JOBS -
1: List every person or fictional character named in the passage on the history of classic detective fiction.
2: Continue the passage on the history of classic detective fiction, picking up after its last sentence.

TEXT BLOCK -
•••
Classic detective fiction is the type of fiction that really makes a reader focus on the pages. These types of stories are not generally very gory or bloody as such stories can be today, but they do hold some blood and gore inside the pages; they just release it shortly and at proper intervals. The history of classic detective fiction is interesting to say the least. Most critics agree that classic detective fiction rose from the pages around 1841 when the famous Edgar Allen Poe wrote the story of The Murders in the Rue Morgue. His character, Dupin, is able to solve the crimes that were unable to be solved by the police thereby paving the way for future detectives to come along and do the same.
He created the dazzling detective who attempts to solve the perplexing crime and the aloof colleague (or friend) who records every bit of the case in detail. The police, of course are lost. They appear to be unsure of which road to follow and by the end they are completely astonished as everything is laid out before them by the hero (the detective). After Poe’s discovery and subsequent tale, there were many attempts at successful detective fiction but none were notable until Recollections of a Detective Police Officer by Waters.
•••
RECORDS SUPPLIED -

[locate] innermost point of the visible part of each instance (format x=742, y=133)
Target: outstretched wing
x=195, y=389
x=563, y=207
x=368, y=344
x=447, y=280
•••
RESPONSES IN ORDER -
1: Edgar Allen Poe, Dupin, Waters

2:
At this point, the stories had become almost unreadable since there really was no literary attempt. The end to hack writing came in 1859 when Wilkie Collins’ The Woman in White forced other writers to show some sort of a literary effort to be able to compete. The other notable novel that followed in Collins’ footsteps was Hugo’s Les Miserables (1862) which is still immensely popular in theatre today. Novels such as this were published for years, giving the public reason to believe that there would never be an evolution of the genre.
However, in 1887, Sherlock Holmes emerged from the pages of Beeton’s Christmas Annual. Unfortunately, the original story did not take off at first. The intricate character had seemed doomed to fade into the pages and be lost forever. Four years later, in 1890, Lippincott picked up Doyle and put him on contract to write more Holmes stories.
Strand magazine also began publishing Doyle’s detective stories. This is when the craze began. The first stories were combined into a book to form a series. The Adventures of Sherlock Holmes was enormously successful, and so was the following series, The Memoirs of Sherlock Holmes, even though Doyle made a decision to kill of Holmes in this series. Of course, since this was now a very popular character, the death of Holmes generated anger and protest among the public. The demand for Sherlock Holmes was greater than ever.
Although Doyle obviously did not want to do it, he was finally forced to bring the character back to life around 1905 to appease both the public and the publishers. This character and the cases that he participated in changed the way that detective fiction would be written from then on. Doyle is now considered to have paved the way for the Golden Age of Detective Fiction.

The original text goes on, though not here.